This is the final newsletter for this year, and then I plan to enjoy a whole week of relaxation (with all my Christmas food) before we are back to work in January.
And to end this year, I have something amazing for you.
Over the past month, I have kept a very close watch on The Correspondent's launch in the English-speaking market. And, as you probably already know, they reached their funding goal with 45,886 new members and $2,627,070 raised.
This is such a wonderful thing because it means that the media industry is ending 2018 with a win. And how amazing is that!?
But, I have now put together a massive report about what exactly happened during their funding campaign, with hourly data illustrated in 14 graphs, and with a lot of added insights from my questions and discussions with Ernst Pfauth, the CEO of The Correspondent.
The whole thing was a roller-coaster ride in the extreme, and for the first three weeks of the 30-day campaign, it looked like they weren't going to make it.
So, take a look at: "A look at The Correspondent's Crowdsourcing Campaign".
Note: This is actually a Plus report, but I will keep it free for everyone to read during the next week as my gift to you.
In the latest Axios Media Trend newsletter by the always amazing Sara Fischer, I came across this graph:
This shows how much time people in the US spend on different types of media. And, as you can see, the older generation spends an enormous amount of time watching TV.
....
■ Exercise tasks ■
a) Answer these questions using the newsletter excerpt:
(i) How many new members did The Correspondent gain in reaching its funding goal?
(ii) How many days did The Correspondent's campaign last?
(iii) Who wrote the Axios Media Trend newsletter in which the graph appeared?
b) List every number the newsletter excerpt writes in digits.
....
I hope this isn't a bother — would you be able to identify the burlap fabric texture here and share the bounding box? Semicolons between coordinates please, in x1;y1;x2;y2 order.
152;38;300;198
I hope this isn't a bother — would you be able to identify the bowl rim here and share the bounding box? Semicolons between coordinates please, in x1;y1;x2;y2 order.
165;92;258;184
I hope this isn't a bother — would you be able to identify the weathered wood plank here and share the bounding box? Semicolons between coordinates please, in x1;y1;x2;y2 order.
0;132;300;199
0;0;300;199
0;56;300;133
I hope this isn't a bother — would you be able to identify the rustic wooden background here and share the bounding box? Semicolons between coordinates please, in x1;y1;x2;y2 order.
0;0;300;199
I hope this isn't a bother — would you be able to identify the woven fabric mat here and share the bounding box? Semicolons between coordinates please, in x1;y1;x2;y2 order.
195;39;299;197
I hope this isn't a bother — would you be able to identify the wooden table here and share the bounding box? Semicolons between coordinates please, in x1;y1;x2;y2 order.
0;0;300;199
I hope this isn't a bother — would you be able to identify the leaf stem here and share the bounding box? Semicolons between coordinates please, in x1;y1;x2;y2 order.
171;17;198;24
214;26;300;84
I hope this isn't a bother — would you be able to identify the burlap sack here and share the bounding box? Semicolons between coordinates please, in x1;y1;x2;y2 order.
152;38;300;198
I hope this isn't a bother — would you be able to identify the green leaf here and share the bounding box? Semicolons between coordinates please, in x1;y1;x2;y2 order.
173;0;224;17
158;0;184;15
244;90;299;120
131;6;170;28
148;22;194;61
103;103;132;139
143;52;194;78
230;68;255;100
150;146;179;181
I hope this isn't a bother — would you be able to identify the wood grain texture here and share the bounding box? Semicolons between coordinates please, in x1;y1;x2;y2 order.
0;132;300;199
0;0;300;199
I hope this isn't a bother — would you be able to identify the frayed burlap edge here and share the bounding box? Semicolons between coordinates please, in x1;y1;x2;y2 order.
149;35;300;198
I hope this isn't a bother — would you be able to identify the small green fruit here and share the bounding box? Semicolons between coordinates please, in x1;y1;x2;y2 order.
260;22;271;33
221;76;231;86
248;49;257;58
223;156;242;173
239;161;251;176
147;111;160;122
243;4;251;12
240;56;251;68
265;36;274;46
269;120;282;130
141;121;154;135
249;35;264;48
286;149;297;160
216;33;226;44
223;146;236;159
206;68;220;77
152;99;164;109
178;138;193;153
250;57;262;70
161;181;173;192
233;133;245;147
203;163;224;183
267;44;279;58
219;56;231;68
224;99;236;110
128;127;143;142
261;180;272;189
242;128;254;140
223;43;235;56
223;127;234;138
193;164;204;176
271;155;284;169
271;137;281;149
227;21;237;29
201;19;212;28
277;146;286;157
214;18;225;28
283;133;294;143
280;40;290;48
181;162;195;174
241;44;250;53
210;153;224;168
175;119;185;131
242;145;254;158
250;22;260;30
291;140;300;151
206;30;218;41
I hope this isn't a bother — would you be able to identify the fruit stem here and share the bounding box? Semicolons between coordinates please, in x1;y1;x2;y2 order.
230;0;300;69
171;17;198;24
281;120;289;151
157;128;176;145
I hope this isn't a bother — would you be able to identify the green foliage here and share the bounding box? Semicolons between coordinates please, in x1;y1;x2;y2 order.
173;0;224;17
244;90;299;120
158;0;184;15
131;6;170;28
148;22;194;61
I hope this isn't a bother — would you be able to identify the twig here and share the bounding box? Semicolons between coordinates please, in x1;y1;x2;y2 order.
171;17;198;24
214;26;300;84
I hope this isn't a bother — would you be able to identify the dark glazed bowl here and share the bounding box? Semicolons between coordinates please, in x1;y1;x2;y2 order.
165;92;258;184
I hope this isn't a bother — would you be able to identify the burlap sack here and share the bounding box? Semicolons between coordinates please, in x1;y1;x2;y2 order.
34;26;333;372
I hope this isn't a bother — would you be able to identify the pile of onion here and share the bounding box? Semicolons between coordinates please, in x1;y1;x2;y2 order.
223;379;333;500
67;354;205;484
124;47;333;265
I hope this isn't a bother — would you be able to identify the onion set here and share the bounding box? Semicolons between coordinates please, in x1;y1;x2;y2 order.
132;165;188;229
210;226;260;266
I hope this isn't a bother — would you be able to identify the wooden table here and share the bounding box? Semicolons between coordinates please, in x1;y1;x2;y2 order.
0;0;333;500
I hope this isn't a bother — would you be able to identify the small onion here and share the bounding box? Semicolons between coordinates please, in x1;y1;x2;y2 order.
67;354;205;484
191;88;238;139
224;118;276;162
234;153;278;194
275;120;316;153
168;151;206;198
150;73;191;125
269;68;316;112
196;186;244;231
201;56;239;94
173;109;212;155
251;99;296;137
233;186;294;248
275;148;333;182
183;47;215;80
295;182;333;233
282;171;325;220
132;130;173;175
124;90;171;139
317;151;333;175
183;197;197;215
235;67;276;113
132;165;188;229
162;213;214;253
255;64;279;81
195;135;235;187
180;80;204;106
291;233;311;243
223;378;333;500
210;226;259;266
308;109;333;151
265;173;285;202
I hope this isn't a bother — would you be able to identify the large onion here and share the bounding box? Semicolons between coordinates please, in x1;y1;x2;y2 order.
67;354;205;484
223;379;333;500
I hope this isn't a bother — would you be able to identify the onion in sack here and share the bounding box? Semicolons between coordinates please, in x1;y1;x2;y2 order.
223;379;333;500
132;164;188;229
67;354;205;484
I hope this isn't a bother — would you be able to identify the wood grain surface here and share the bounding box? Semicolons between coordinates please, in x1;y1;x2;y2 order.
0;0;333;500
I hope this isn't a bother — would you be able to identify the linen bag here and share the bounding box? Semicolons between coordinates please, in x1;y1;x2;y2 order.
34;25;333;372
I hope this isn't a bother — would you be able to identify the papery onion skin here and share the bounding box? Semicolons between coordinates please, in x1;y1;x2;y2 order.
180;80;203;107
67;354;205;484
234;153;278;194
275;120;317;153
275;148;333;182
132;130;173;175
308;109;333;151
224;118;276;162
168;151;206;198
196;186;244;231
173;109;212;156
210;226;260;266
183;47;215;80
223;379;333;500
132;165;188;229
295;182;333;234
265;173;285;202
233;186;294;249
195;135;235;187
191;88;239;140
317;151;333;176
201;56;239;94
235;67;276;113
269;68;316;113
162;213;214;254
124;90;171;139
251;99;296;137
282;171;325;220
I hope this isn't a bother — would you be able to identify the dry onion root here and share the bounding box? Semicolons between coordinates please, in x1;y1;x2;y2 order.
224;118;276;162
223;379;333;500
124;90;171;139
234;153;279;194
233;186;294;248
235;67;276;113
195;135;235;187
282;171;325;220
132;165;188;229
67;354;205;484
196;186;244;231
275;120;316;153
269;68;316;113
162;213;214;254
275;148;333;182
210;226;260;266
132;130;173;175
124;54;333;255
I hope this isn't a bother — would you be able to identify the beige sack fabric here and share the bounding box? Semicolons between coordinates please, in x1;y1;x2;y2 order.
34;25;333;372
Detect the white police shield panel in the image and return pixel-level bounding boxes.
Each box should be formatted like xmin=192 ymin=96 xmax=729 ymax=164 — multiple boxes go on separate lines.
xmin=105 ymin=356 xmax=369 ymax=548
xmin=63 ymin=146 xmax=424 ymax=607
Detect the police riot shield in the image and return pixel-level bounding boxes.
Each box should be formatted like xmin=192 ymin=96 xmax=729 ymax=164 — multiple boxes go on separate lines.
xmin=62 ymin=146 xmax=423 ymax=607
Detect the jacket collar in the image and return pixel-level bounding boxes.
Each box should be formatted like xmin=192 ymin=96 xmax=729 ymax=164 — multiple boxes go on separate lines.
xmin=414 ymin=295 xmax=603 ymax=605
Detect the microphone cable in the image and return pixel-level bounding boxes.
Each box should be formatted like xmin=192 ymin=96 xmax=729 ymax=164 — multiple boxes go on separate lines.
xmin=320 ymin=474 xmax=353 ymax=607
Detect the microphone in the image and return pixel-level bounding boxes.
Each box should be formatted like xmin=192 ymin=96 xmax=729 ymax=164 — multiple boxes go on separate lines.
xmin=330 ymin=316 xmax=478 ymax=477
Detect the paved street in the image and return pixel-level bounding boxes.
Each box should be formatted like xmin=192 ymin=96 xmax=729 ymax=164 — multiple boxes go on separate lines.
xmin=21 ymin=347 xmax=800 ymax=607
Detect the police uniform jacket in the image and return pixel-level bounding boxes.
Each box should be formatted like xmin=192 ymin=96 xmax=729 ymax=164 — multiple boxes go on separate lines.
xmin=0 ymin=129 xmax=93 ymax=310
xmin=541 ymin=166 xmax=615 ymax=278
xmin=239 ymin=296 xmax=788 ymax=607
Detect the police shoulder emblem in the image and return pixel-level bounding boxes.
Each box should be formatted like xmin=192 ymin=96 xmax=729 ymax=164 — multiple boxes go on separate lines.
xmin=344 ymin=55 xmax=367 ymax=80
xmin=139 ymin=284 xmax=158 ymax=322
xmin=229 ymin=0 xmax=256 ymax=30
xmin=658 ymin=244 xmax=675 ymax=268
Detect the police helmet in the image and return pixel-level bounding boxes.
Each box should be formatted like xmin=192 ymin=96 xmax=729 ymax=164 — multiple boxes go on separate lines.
....
■ Replies ■
a)
(i) 45,886
(ii) 30 days
(iii) Sara Fischer

b)
- 45,886
- $2,627,070
- 2018
- 14
- 30 (in "30-day")